• [Written instruction]: Rewrite the material below with "Target" replaced by "Object" throughout, leaving everything else unchanged.

╔══

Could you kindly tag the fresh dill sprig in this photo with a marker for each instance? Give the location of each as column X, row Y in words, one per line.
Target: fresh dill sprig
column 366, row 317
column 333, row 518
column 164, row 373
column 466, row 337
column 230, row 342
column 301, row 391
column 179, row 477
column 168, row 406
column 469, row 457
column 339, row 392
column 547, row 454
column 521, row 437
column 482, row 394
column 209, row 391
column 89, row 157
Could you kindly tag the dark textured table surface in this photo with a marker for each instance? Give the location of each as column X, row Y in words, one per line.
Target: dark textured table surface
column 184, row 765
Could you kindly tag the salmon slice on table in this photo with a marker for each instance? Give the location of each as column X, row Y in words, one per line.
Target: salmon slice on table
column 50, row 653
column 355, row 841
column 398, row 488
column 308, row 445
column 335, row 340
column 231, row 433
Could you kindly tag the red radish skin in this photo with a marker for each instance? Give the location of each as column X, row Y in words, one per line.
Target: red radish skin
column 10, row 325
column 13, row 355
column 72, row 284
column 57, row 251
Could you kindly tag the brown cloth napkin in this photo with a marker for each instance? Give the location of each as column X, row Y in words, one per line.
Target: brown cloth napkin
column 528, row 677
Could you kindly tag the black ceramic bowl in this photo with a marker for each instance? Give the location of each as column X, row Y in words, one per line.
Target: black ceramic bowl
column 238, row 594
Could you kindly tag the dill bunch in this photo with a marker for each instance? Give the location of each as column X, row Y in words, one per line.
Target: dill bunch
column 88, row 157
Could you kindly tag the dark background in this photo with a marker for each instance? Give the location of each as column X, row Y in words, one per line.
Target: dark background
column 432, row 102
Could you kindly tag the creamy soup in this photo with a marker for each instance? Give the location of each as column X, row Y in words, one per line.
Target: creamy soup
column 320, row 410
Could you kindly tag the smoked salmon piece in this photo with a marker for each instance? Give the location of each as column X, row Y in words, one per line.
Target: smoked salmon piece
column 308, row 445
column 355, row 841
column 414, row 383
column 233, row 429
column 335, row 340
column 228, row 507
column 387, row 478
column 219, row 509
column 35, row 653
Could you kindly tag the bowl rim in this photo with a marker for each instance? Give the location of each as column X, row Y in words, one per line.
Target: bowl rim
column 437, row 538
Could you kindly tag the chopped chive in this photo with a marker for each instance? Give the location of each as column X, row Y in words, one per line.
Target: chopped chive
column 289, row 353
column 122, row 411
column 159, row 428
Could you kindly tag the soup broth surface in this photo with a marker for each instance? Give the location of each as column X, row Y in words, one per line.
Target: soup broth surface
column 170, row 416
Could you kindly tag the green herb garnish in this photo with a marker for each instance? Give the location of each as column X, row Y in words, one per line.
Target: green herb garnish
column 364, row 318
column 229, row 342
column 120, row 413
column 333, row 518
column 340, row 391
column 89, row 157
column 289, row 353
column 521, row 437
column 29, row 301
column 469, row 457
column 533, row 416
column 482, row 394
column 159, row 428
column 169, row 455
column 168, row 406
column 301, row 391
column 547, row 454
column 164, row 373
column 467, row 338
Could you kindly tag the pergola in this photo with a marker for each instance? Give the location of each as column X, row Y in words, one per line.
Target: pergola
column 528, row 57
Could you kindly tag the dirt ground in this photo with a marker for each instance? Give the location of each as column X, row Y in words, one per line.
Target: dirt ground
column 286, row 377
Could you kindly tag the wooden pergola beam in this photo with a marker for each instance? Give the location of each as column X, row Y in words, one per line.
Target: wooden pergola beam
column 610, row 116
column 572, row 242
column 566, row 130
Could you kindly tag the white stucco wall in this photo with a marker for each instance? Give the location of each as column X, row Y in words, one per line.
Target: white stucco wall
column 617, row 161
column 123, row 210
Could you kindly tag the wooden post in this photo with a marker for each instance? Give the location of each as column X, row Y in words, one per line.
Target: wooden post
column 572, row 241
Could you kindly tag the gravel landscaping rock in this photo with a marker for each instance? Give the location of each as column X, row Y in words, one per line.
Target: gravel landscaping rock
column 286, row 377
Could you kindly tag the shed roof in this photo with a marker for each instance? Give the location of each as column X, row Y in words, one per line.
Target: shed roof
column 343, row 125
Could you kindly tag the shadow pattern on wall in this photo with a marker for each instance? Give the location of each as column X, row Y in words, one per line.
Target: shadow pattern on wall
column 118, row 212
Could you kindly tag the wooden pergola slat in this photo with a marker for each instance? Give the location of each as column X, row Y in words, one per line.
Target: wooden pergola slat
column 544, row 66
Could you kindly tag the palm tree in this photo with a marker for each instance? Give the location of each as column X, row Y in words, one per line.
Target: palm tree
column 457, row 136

╚══

• [Exercise response]:
Could you kindly tag the fresh dill sprig in this photo with a marker for each instance? Give the location of each as column X, row Y in words, one per line.
Object: fresh dill sprig
column 366, row 317
column 333, row 518
column 164, row 373
column 466, row 337
column 230, row 342
column 301, row 391
column 179, row 477
column 168, row 406
column 469, row 457
column 339, row 392
column 547, row 454
column 521, row 437
column 482, row 394
column 209, row 391
column 89, row 157
Could you kindly tag the dark textured table surface in this photo with a marker for each instance? Give the location of each as column X, row Y in words, one per line.
Object: dark textured table surface
column 184, row 765
Could you kindly tag the salmon slice on table in this photo with a marker for each instance? Give the location of each as column X, row Y in words, one per line.
Object: salmon slice on table
column 50, row 653
column 355, row 841
column 398, row 488
column 308, row 445
column 335, row 340
column 231, row 433
Could you kindly tag the red radish skin in this photo with a marker for each instance? Give the location of each as column X, row Y in words, one per line.
Object: red radish skin
column 10, row 325
column 13, row 355
column 72, row 284
column 57, row 251
Could you kindly tag the brown cloth napkin in this photo with a marker for each instance? Give the location of each as column X, row Y in words, one per line.
Object: brown cloth napkin
column 528, row 677
Could you kindly tag the black ceramic bowl in this photo with a marker for each instance? Give the location of each as column X, row Y in words, one per line.
Object: black ceramic bowl
column 238, row 594
Could you kindly tag the dill bunch in this photo with a marker for each instance? Give the location of each as column X, row Y in words, one per line.
Object: dill bunch
column 88, row 157
Could you kindly tag the dark background in this photo with a marker for each instance? Give the location of each as column X, row Y in words, one per line.
Object: dark background
column 432, row 102
Could you kindly tag the creamy soup in this photo with a marker for each instance? Give the location of each as column X, row Y in words, one per line.
Object: creamy soup
column 320, row 410
Could you kindly tag the smoked salmon piece in this photo with a marker for each instance? Give the location of each as column X, row Y in words, one per line.
Object: smoked salmon piece
column 308, row 445
column 355, row 841
column 414, row 383
column 233, row 429
column 335, row 340
column 228, row 507
column 387, row 478
column 219, row 509
column 35, row 653
Could you kindly tag the bowl rim in this photo with a marker for each instance? Give the location of each as column X, row Y in words, one per line.
Object: bowl rim
column 437, row 538
Could you kindly tag the chopped chive in this photo with a marker for each instance? Give the location of each as column X, row Y in words, one per line.
Object: chopped chive
column 289, row 353
column 122, row 411
column 159, row 428
Could you kindly tag the soup broth surface in this photo with a marker for each instance? Give the location of each as column X, row Y in words, one per line.
Object: soup broth surface
column 170, row 416
Could you kindly tag the green herb garnish in this photo with a marker for each instance? Give the location of each as column X, row Y in words, one per line.
Object: green herb garnish
column 364, row 318
column 229, row 342
column 120, row 413
column 333, row 518
column 340, row 391
column 89, row 157
column 289, row 353
column 521, row 437
column 29, row 301
column 469, row 457
column 533, row 416
column 482, row 394
column 159, row 428
column 169, row 455
column 168, row 406
column 301, row 391
column 547, row 454
column 164, row 373
column 467, row 338
Could you kindly tag the pergola in this photo with a marker for each instance? Give the location of each as column X, row Y in words, one per line.
Object: pergola
column 528, row 57
Could you kindly tag the dirt ground in this photo with a marker for each instance? Give the location of each as column X, row Y in words, one per line.
Object: dirt ground
column 286, row 377
Could you kindly tag the wooden pergola beam in this photo with a marker for each instance? Give the location of each as column X, row Y in words, one per line.
Object: wooden pergola beam
column 610, row 116
column 572, row 242
column 566, row 130
Could you kindly tag the white stucco wall in this photo with a marker for each instance? Give the location of each as column X, row Y in words, one per line.
Object: white stucco wall
column 617, row 161
column 123, row 210
Could you kindly tag the wooden post in this photo with a marker for each instance? Give the location of each as column X, row Y in words, one per line.
Object: wooden post
column 572, row 241
Could you kindly tag the gravel landscaping rock in this photo with a marker for each instance? Give the location of each as column X, row Y in words, one per line.
Object: gravel landscaping rock
column 286, row 377
Could you kindly tag the shed roof in this photo with a marker for each instance? Give the location of each as column X, row Y in words, one per line.
Object: shed roof
column 343, row 125
Could you kindly tag the shadow pattern on wall in this photo with a marker for each instance? Give the location of each as column X, row Y in words, one per line.
Object: shadow pattern on wall
column 118, row 212
Could you kindly tag the wooden pergola slat in this photo with a marker for each instance? Give the location of each as column X, row Y in words, one per line.
Object: wooden pergola slat
column 544, row 66
Could you kindly tag the palm tree in this photo with a marker for each instance? Give the location of each as column X, row Y in words, one per line.
Object: palm tree
column 457, row 136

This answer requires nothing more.